# start of DATA FOR PROCESSING
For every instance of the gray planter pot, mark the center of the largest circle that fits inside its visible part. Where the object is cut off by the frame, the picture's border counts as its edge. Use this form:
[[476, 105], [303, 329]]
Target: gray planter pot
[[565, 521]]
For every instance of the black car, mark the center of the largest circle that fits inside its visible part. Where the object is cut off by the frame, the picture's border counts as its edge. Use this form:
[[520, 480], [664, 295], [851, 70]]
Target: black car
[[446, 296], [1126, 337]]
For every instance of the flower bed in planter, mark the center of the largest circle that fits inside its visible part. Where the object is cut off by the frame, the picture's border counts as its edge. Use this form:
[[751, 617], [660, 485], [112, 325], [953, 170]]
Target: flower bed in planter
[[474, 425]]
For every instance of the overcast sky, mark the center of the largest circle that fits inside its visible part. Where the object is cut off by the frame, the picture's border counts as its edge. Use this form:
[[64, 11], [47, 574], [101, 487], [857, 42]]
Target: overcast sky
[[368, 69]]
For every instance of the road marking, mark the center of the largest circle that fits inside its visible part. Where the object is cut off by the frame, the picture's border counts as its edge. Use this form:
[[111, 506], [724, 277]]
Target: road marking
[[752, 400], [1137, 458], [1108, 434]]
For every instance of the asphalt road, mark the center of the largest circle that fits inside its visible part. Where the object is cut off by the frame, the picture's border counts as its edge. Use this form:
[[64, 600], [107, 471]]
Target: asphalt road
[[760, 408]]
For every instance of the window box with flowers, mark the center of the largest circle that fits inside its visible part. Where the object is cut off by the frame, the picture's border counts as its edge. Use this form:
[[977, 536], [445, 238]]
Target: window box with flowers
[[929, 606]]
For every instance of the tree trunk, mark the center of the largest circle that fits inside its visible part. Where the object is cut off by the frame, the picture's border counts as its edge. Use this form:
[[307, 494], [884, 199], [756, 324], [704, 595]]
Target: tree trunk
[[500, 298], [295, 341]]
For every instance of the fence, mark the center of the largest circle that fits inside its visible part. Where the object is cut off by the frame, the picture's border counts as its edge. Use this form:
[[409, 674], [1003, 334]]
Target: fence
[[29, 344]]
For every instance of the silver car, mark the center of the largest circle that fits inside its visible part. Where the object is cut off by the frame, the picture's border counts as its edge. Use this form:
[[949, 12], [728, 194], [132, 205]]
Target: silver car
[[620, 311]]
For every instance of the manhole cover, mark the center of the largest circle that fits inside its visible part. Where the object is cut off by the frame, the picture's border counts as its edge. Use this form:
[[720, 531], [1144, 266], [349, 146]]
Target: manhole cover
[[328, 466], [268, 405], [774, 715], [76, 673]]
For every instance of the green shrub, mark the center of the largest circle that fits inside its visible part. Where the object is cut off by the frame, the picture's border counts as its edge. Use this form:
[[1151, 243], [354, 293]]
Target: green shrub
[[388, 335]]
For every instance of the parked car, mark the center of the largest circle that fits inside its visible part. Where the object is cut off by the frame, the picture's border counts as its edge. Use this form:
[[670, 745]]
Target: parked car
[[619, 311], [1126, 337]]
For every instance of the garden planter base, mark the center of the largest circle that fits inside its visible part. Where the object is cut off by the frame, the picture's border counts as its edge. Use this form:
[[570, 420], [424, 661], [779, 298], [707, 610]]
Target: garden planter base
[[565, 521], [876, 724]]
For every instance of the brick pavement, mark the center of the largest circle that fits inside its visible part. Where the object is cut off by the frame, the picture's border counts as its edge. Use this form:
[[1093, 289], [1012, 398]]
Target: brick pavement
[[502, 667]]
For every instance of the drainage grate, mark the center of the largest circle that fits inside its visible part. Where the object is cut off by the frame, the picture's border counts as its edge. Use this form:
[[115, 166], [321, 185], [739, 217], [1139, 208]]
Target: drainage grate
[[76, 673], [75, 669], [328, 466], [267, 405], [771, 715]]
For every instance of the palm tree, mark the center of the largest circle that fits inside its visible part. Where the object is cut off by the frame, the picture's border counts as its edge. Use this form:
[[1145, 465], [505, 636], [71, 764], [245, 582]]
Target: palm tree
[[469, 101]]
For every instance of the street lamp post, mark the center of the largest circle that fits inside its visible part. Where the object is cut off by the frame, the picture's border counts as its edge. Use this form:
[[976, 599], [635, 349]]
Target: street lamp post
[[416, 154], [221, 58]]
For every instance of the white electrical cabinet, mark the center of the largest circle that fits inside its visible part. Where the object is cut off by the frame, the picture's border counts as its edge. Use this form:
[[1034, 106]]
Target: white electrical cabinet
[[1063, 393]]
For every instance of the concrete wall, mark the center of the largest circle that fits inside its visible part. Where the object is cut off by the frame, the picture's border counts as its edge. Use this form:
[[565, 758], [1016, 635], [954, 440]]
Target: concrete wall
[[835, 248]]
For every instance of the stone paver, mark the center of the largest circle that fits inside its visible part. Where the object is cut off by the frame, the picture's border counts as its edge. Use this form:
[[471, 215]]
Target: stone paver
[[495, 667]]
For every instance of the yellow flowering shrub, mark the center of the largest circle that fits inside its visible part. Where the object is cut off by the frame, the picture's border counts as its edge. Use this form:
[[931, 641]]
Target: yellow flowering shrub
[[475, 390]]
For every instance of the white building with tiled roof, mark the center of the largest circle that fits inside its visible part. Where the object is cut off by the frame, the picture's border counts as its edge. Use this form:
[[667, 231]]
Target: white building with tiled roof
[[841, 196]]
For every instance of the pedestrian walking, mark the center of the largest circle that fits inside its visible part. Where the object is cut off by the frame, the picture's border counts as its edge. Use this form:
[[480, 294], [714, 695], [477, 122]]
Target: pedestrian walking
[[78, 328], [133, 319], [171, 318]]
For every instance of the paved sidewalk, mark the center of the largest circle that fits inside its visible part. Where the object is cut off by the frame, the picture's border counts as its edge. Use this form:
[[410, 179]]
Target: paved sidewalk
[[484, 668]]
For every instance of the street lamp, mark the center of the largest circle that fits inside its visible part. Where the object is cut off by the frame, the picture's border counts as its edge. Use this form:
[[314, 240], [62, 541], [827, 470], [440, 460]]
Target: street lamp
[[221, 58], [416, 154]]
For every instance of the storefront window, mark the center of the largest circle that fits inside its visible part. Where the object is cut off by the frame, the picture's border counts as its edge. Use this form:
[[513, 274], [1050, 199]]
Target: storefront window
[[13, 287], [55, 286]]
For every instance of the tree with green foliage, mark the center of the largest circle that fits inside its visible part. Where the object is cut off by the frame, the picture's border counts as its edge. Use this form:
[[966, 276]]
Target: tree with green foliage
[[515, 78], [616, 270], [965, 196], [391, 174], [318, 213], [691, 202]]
# end of DATA FOR PROCESSING
*REQUIRED TASK*:
Could you print every line of the data above again, word for word and with nothing changed?

*RESULT BELOW*:
For every instance of the gray planter pot, mark the center of the largest circle that fits inside its visible part. Where the object is cut off by the frame, the picture's border counts as its edge. Use this form:
[[476, 105], [303, 329]]
Target: gray planter pot
[[565, 521]]
For every instance of the black car, mark the center of the largest circle that fits inside its visible part. Where the object is cut off by the frame, the picture's border counts as its edge. Use this form:
[[520, 480], [664, 295], [851, 70]]
Target: black car
[[446, 296], [1126, 337]]
For every instance of the flower bed in planter, mark the center of the largest circle that fits inside its visible part. Where the object is cut off by the frame, the picture's border counts as its edge. Use this form:
[[751, 617], [660, 485], [112, 325], [953, 170]]
Target: flower bed in planter
[[474, 425]]
For every instance of the overcast sky, mark the center of the largest circle that fits inside its visible part. Where the object is cut off by the frame, the picture's border counts as its edge. Use this form:
[[64, 11], [47, 574], [101, 487], [857, 42]]
Target: overcast sky
[[368, 69]]
For every instance of the road marking, mark the center of the largest circle that fits inside its visible part. Where the object is cut off by the frame, the picture's border counts as its edge. Use this form:
[[111, 506], [724, 277]]
Target: road marking
[[752, 400], [1137, 458], [1108, 434]]
For every instance of the asphalt road, mark the center of the largest circle that fits inside its visible part. Where the object is cut off by the frame, the picture's border counts as its edge. Use this form:
[[64, 600], [107, 471]]
Target: asphalt road
[[760, 408]]
For every instance of the window box with flowers, mark the center of the largest circle that fits inside its visible part. Where the object is cut off by the frame, the picture's border counts as its edge. Use this form:
[[977, 536], [445, 238]]
Target: window box with flowers
[[929, 606]]
For every instance of the tree trunk, mark the center of the largest circle that fits inside its visible part. Where the object is cut off by the frame, the picture's border counts as its edge. Use this form:
[[307, 494], [884, 199], [756, 324], [704, 595]]
Target: tree trunk
[[500, 298], [295, 341]]
For every instance of the fence, mark the center of the largest circle that fits inside its visible part. Where the object is cut off by the frame, the picture's border counts as its edge. Use this form:
[[409, 674], [1003, 334]]
Target: fence
[[29, 344]]
For every instance of the silver car, mark the center of the largest circle that fits inside its visible part. Where the object is cut off by the frame, the picture's border counts as its edge. Use this form:
[[949, 12], [728, 194], [132, 205]]
Target: silver car
[[620, 311]]
For every instance of the manhole cover, mark the center of the largest circle that fits inside its visible part. Where the object is cut off by the frame, the picture's border counts as its edge. Use this form:
[[720, 531], [1144, 266], [349, 146]]
Target: manhole cover
[[328, 466], [268, 405], [774, 715], [76, 673]]
For every instance of the green shrub, mark the center of the largest circle that fits inside its visible part. Where the object is cut off by the frame, the picture's border counts as its edge. Use this form:
[[1151, 243], [354, 293]]
Target: green shrub
[[388, 335]]
For every instance of the parked car, mark the center of the largest circle that fits inside its visible part. Where the object is cut off by the frame, the picture's border counts as its edge. Use this form:
[[670, 745]]
Target: parked car
[[619, 311], [1126, 337]]
For every instance of the garden planter base, mark the center of the largest circle that fits inside its visible part. Where the object is cut off by the frame, the picture's border counts as its edge. Use this form:
[[570, 420], [424, 661], [779, 298], [707, 610]]
Target: garden planter base
[[565, 521], [876, 724]]
For every instance of the brick pavement, mark the center of the largest circle that fits inside its visible part. Where the object is cut off by the frame, the picture's border counts as its edge. Use this form:
[[1093, 289], [1012, 398]]
Target: brick pavement
[[502, 667]]
For every instance of the drainage grate, mark the center of the largest circle that fits inside its visible part. Where the object is cut off by the frame, the picture's border counts as its edge. Use this form:
[[115, 166], [321, 185], [739, 217], [1139, 208]]
Target: drainage grate
[[76, 673], [75, 669], [328, 466], [267, 405], [771, 715]]
For every instance of the palm tree, mark the center of the largest circle that fits inside its visible part. Where the object is cut off by the frame, the picture's border counts as its edge. Use this form:
[[1145, 465], [505, 636], [71, 764], [245, 582]]
Target: palm tree
[[469, 101]]
For every instance of the street lamp post, mark the center of the largest circle that fits inside its visible part. Where the object is cut off by the frame, the picture's border counts as its edge. Use this form:
[[976, 599], [635, 349]]
Target: street lamp post
[[416, 154], [221, 58]]
For every instance of the white electrical cabinet, mark the center of the largest circle that fits inside its visible part. Where the object is cut off by the frame, the picture's border counts as its edge. Use this form:
[[1034, 106]]
Target: white electrical cabinet
[[1063, 393]]
For every instance of the concrete wall, mark the center of the largest circle that fits inside its visible part. Where the object is cut off by the frame, the picture's border counts as its edge. Use this form:
[[565, 758], [1016, 635], [954, 440]]
Target: concrete wall
[[835, 248]]
For every instance of the stone paver, mark the center of the largest circle that fits inside its visible part. Where the object is cut off by the frame, the picture's border counts as its edge. Use this form:
[[471, 215]]
Target: stone paver
[[495, 667]]
For every instance of the yellow flowering shrub, mark the center of the largest circle that fits inside its visible part. Where the object is cut off by the frame, the picture's border counts as its edge. Use this form:
[[931, 641]]
Target: yellow flowering shrub
[[475, 390]]
For every instance of the white building with tiled roof, mark the center of the largest circle that fits inside its visible part. Where the object is cut off by the frame, the picture's border counts as its edge. Use this form:
[[667, 231]]
Target: white building with tiled roof
[[841, 196]]
For every instance of the pedestrian walking, mark the center of the largest circle that fits inside its visible part. Where the object is cut off by the frame, the picture's border counts as its edge. Use this form:
[[480, 294], [714, 695], [477, 122]]
Target: pedestrian walking
[[78, 328], [133, 319], [171, 318]]
For every instance of the paved sidewalk, mark the center of the largest circle that fits inside its visible part. Where the object is cut off by the frame, the picture's border counts as its edge. Use this form:
[[410, 179]]
Target: paved sidewalk
[[484, 668]]
For every instance of the street lamp, mark the center of the largest circle that fits inside its visible part. Where the object is cut off by the frame, the picture's border counts as its edge. Use this form:
[[314, 240], [62, 541], [827, 470], [440, 460]]
Target: street lamp
[[221, 58], [416, 154]]
For every instance of the storefront window, mark the center of the largest circle that fits inside its visible part. Where the object is cut off by the frame, the picture's border counts as its edge. Use this form:
[[513, 274], [1050, 199]]
Target: storefront window
[[13, 287], [55, 286]]
For every instance of the tree with green foliage, mark the center of the largest circle that fits inside its visible part. Where the object is cut off by the frame, the picture's border counts as its edge. Use this form:
[[966, 276]]
Target: tree with green foliage
[[515, 78], [616, 270], [965, 196], [391, 174], [318, 213], [691, 202]]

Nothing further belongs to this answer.